EXERCISE TASK>
Restate the entries below word for word, omitting nothing.

DATASET RECORDS>
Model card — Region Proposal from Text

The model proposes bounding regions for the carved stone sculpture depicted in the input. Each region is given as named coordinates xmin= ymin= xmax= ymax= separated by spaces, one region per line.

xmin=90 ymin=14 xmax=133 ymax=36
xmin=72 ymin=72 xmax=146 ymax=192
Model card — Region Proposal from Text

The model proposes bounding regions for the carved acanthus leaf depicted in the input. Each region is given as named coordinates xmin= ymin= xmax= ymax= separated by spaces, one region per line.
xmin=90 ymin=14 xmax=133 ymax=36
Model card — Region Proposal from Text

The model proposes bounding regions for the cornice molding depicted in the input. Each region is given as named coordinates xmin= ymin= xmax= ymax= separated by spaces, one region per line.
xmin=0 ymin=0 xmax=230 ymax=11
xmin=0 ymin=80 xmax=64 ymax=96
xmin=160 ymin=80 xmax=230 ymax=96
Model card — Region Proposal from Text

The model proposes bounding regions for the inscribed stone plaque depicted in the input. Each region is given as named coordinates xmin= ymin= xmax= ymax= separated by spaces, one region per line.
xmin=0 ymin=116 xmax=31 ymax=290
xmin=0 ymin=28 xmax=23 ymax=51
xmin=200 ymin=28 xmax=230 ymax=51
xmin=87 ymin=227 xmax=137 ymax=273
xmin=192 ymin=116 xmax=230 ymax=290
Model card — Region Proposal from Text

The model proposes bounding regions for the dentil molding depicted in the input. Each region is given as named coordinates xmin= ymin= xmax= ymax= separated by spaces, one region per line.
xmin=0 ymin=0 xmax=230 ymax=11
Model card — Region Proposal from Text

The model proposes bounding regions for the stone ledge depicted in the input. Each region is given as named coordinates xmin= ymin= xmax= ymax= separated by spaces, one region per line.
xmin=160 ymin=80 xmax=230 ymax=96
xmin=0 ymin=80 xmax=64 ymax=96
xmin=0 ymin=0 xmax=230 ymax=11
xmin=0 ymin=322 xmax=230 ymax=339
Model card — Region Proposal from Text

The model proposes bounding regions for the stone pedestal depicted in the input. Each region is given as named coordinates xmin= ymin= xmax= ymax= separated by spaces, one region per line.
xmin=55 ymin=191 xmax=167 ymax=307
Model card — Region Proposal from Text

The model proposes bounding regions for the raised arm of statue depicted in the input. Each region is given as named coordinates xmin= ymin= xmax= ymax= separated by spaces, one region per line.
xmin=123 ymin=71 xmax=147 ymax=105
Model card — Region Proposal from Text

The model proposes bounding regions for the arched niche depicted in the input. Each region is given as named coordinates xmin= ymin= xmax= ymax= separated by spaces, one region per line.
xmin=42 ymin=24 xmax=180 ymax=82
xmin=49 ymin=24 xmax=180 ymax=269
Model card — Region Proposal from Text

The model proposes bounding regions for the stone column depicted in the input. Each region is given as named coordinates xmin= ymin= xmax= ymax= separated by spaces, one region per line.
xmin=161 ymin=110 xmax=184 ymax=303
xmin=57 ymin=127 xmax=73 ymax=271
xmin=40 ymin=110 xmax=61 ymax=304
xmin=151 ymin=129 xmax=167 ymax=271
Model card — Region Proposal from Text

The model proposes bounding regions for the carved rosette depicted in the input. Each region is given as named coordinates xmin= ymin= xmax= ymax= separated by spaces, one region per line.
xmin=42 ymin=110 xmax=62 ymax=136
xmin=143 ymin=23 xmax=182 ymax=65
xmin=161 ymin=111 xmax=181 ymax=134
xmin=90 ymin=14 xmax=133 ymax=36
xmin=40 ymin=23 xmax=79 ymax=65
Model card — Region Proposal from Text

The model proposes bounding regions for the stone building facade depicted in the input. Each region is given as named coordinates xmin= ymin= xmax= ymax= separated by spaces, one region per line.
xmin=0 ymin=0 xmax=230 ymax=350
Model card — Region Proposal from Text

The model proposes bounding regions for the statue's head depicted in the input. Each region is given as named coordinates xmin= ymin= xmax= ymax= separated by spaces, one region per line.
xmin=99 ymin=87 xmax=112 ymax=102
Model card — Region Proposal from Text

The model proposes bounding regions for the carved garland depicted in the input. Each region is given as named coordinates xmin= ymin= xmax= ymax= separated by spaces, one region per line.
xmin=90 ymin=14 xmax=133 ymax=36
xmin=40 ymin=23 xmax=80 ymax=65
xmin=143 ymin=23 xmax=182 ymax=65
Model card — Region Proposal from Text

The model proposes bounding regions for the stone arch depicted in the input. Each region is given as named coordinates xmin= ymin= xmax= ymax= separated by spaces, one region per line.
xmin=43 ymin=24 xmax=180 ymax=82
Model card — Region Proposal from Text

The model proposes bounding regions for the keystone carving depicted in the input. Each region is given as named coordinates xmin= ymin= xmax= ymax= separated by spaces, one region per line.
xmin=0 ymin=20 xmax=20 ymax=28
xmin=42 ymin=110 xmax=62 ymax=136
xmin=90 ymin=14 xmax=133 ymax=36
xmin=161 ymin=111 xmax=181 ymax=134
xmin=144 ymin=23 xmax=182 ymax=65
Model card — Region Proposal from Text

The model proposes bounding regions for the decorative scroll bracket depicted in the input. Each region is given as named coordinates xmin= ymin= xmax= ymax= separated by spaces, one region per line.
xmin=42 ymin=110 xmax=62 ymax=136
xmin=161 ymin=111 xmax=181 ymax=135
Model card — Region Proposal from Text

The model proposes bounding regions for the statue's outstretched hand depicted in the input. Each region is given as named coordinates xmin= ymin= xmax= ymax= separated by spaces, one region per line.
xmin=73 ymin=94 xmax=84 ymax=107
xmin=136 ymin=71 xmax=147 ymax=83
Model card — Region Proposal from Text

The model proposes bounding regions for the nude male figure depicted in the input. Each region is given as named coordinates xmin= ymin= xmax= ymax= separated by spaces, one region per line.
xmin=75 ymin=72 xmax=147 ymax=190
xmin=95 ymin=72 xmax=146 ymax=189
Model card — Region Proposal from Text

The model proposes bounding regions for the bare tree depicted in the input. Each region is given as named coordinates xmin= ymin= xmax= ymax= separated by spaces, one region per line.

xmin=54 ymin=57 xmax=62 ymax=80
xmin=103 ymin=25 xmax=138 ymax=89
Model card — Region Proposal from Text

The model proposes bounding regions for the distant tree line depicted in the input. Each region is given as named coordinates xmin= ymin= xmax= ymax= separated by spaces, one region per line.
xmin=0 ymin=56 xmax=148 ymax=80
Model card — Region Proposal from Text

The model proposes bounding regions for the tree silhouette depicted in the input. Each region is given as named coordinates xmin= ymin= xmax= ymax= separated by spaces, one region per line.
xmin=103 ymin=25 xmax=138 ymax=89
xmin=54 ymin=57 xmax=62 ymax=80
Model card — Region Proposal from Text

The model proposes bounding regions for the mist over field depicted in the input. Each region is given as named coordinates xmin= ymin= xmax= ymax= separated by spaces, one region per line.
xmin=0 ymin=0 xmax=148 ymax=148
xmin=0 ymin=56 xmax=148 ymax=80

RESULT FOR THIS EXERCISE>
Model card — Region Proposal from Text

The model proposes bounding regions for the carved stone sculpture depicted in the input. Each region is given as named coordinates xmin= ymin= xmax= ymax= separated by spaces, one region per line.

xmin=90 ymin=14 xmax=133 ymax=36
xmin=72 ymin=72 xmax=146 ymax=192
Model card — Region Proposal from Text

The model proposes bounding regions for the carved acanthus leaf depicted in the input. Each region is given as named coordinates xmin= ymin= xmax= ymax= separated by spaces, one region per line.
xmin=90 ymin=14 xmax=133 ymax=36
Model card — Region Proposal from Text

The model proposes bounding regions for the cornice molding depicted in the input. Each region is given as named coordinates xmin= ymin= xmax= ymax= separated by spaces, one region per line.
xmin=0 ymin=0 xmax=230 ymax=11
xmin=0 ymin=80 xmax=64 ymax=96
xmin=160 ymin=80 xmax=230 ymax=96
Model card — Region Proposal from Text

The model proposes bounding regions for the inscribed stone plaque depicted in the input. Each region is given as named coordinates xmin= ymin= xmax= ymax= separated by spaces, one region per line.
xmin=0 ymin=116 xmax=31 ymax=290
xmin=0 ymin=28 xmax=23 ymax=51
xmin=200 ymin=28 xmax=230 ymax=51
xmin=87 ymin=227 xmax=137 ymax=273
xmin=192 ymin=116 xmax=230 ymax=290
Model card — Region Proposal from Text

The model proposes bounding regions for the dentil molding depicted in the input. Each region is given as named coordinates xmin= ymin= xmax= ymax= separated by spaces, one region per line.
xmin=0 ymin=0 xmax=230 ymax=11
Model card — Region Proposal from Text

The model proposes bounding regions for the stone ledge depicted in the input. Each region is given as named coordinates xmin= ymin= xmax= ymax= separated by spaces, one region per line.
xmin=160 ymin=80 xmax=230 ymax=96
xmin=0 ymin=80 xmax=64 ymax=96
xmin=0 ymin=0 xmax=230 ymax=11
xmin=0 ymin=322 xmax=230 ymax=339
Model card — Region Proposal from Text

The model proposes bounding regions for the stone pedestal depicted in the input. Each region is given as named coordinates xmin= ymin= xmax= ymax= separated by spaces, one region per line.
xmin=55 ymin=191 xmax=167 ymax=307
Model card — Region Proposal from Text

The model proposes bounding regions for the raised arm of statue depicted in the input. Each region is given as named coordinates xmin= ymin= xmax= ymax= separated by spaces, one region per line.
xmin=123 ymin=71 xmax=147 ymax=105
Model card — Region Proposal from Text

The model proposes bounding regions for the arched niche depicted in the input. Each region is given as named coordinates xmin= ymin= xmax= ymax= separated by spaces, one region per line.
xmin=42 ymin=24 xmax=180 ymax=82
xmin=49 ymin=24 xmax=180 ymax=269
Model card — Region Proposal from Text

The model proposes bounding regions for the stone column depicted in the input. Each region is given as named coordinates xmin= ymin= xmax= ymax= separated by spaces, one region per line.
xmin=161 ymin=110 xmax=184 ymax=303
xmin=57 ymin=127 xmax=73 ymax=271
xmin=40 ymin=110 xmax=61 ymax=304
xmin=151 ymin=129 xmax=167 ymax=271
Model card — Region Proposal from Text

The model proposes bounding regions for the carved rosette depicted in the input. Each region is given as named coordinates xmin= ymin= xmax= ymax= separated by spaces, one region per line.
xmin=42 ymin=110 xmax=62 ymax=136
xmin=143 ymin=23 xmax=182 ymax=65
xmin=161 ymin=111 xmax=181 ymax=134
xmin=90 ymin=14 xmax=133 ymax=36
xmin=40 ymin=23 xmax=79 ymax=65
Model card — Region Proposal from Text

The model proposes bounding regions for the stone building facade depicted in the input. Each region is given as named coordinates xmin= ymin= xmax= ymax= separated by spaces, one region per line.
xmin=0 ymin=0 xmax=230 ymax=350
Model card — Region Proposal from Text

The model proposes bounding regions for the statue's head depicted in the input. Each region is given as named coordinates xmin= ymin= xmax= ymax= separated by spaces, one region per line.
xmin=99 ymin=87 xmax=112 ymax=102
Model card — Region Proposal from Text

The model proposes bounding regions for the carved garland depicted in the input. Each region is given as named coordinates xmin= ymin= xmax= ymax= separated by spaces, one region per line.
xmin=90 ymin=14 xmax=133 ymax=36
xmin=40 ymin=23 xmax=80 ymax=65
xmin=143 ymin=23 xmax=182 ymax=65
Model card — Region Proposal from Text

The model proposes bounding regions for the stone arch depicted in the input. Each region is given as named coordinates xmin= ymin= xmax= ymax= separated by spaces, one region per line.
xmin=43 ymin=24 xmax=180 ymax=82
Model card — Region Proposal from Text

The model proposes bounding regions for the keystone carving depicted in the input. Each region is given as named coordinates xmin= ymin= xmax= ymax= separated by spaces, one region per line.
xmin=0 ymin=20 xmax=20 ymax=28
xmin=42 ymin=110 xmax=62 ymax=136
xmin=90 ymin=14 xmax=133 ymax=36
xmin=161 ymin=111 xmax=181 ymax=134
xmin=144 ymin=23 xmax=182 ymax=65
Model card — Region Proposal from Text

The model proposes bounding regions for the decorative scroll bracket depicted in the input. Each region is given as named coordinates xmin= ymin= xmax= ymax= separated by spaces, one region per line.
xmin=42 ymin=110 xmax=62 ymax=136
xmin=161 ymin=111 xmax=181 ymax=135
Model card — Region Proposal from Text

The model proposes bounding regions for the statue's outstretched hand depicted in the input. Each region is given as named coordinates xmin= ymin= xmax= ymax= separated by spaces, one region per line.
xmin=73 ymin=94 xmax=84 ymax=107
xmin=136 ymin=71 xmax=147 ymax=83
Model card — Region Proposal from Text

The model proposes bounding regions for the nude male figure depicted in the input. Each region is given as named coordinates xmin= ymin= xmax= ymax= separated by spaces, one region per line.
xmin=75 ymin=72 xmax=147 ymax=190
xmin=95 ymin=72 xmax=146 ymax=189
Model card — Region Proposal from Text

The model proposes bounding regions for the bare tree depicted in the input. Each region is given as named coordinates xmin= ymin= xmax= ymax= separated by spaces, one region per line.

xmin=54 ymin=57 xmax=62 ymax=80
xmin=103 ymin=25 xmax=138 ymax=89
Model card — Region Proposal from Text

The model proposes bounding regions for the distant tree line depicted in the input. Each region is given as named coordinates xmin= ymin= xmax= ymax= separated by spaces, one region per line.
xmin=0 ymin=56 xmax=148 ymax=80
Model card — Region Proposal from Text

The model proposes bounding regions for the tree silhouette depicted in the input. Each region is given as named coordinates xmin= ymin= xmax= ymax= separated by spaces, one region per line.
xmin=103 ymin=25 xmax=138 ymax=89
xmin=54 ymin=57 xmax=62 ymax=80
Model card — Region Proposal from Text

The model proposes bounding regions for the mist over field depicted in the input. Each region is given as named coordinates xmin= ymin= xmax= ymax= separated by spaces, one region per line.
xmin=0 ymin=0 xmax=148 ymax=148
xmin=0 ymin=56 xmax=148 ymax=80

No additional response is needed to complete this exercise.